QUOTED PASSAGE →
The trustees, staff and student representative listened attentively to the presentation on data from Mary Putnam Henck Intermediate School.
The MPH dashboard only tells part of the story of how the school and its students are faring.
RIM OF THE WORLD UNIFIED SCHOOL DISTRICT
Caring for the whole child
By Mary-Justine Lanyon
While the test scores in English Language Arts and math for students at Mary Putnam Henck Intermediate School were low and suspension and absenteeism rates are high, the report given to the board of trustees of the Rim of the World Unified School District at their Feb. 16 meeting was positive overall.
“It is an honor and a privilege to represent MPH,” said Principal Jennifer Whiteside. She was joined by Assistant Principal Terry Gomes.
Referring to the dashboard (see photo), Whiteside said they are looking at their practices and how they can bring up the students’ proficiency levels.
The school’s mission, she told the trustees, is to “optimize student achievement.” The staff is in the process of doing strategic planning. “What are the learning goals today?” is the question they are asking. The staff has developed assessment calendars that map the standards in four- to six-week units.
Based on student and staff feedback after last year’s California Assessment of Student Performance and Progress (CAASPP) testing, MPH has added a CAASPP prep week.
The staff at MPH has been participating in Professional Learning Community (PLC) time for several years. During those meetings, they ask one another, What went well? What interventions are needed?
“We are working on collective alignment,” Whiteside said. “We have been working on communicating learning goals for all students.”
Whiteside showed several slides demonstrating what the students have been doing. Seventh-graders in world history have created life-size samurai and have been writing haikus. This unit, she said, “tasks students with analyzing the geography, religion, achievements, political, economic and social structure of feudal Japan.” The students, she noted, enjoyed working as a team.
Gomes addressed the attendance and discipline issues. As he displayed the data, his comment was “I’ve seen better but this is the reality.
“Students have great trust in how we operate,” Gomes said. “There’s no concern too small.”
To that Whiteside added that “we look at every statement that comes in. Mr. Gomes gives each concern great care and attention. We make the students feel heard every day.”

SOURCE EXCERPT →
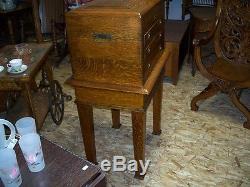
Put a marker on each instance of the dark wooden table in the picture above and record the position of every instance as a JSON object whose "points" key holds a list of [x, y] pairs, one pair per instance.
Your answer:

OBJECTIVES →
1. Does the article on Mary Putnam Henck Intermediate School above agree with each statement below? For each one, answer yes or no and quote the deciding words from the article.
(a) The report was given at the board's Feb. 16 meeting.
(b) The CAASPP prep week was added because of parent feedback.
(c) Eighth-graders created life-size samurai.
2. Can you pull out the part of the article on Mary Putnam Henck Intermediate School above that runs from "The school’s mission, she" to "interventions are needed?", word for word?
3. Answer these questions from the article on Mary Putnam Henck Intermediate School above:
(a) Who is the school's assistant principal?
(b) How long are the units that the assessment calendars map the standards into?
(c) Who wrote the article?

EXERCISE RESPONSES →
1.
(a) Yes: "at their Feb. 16 meeting"
(b) No: "Based on student and staff feedback"
(c) No: "Seventh-graders in world history have created life-size samurai"

2.
The school’s mission, she told the trustees, is to “optimize student achievement.” The staff is in the process of doing strategic planning. “What are the learning goals today?” is the question they are asking. The staff has developed assessment calendars that map the standards in four- to six-week units.
Based on student and staff feedback after last year’s California Assessment of Student Performance and Progress (CAASPP) testing, MPH has added a CAASPP prep week.
The staff at MPH has been participating in Professional Learning Community (PLC) time for several years. During those meetings, they ask one another, What went well? What interventions are needed?

3.
(a) Terry Gomes
(b) Four to six weeks
(c) Mary-Justine Lanyon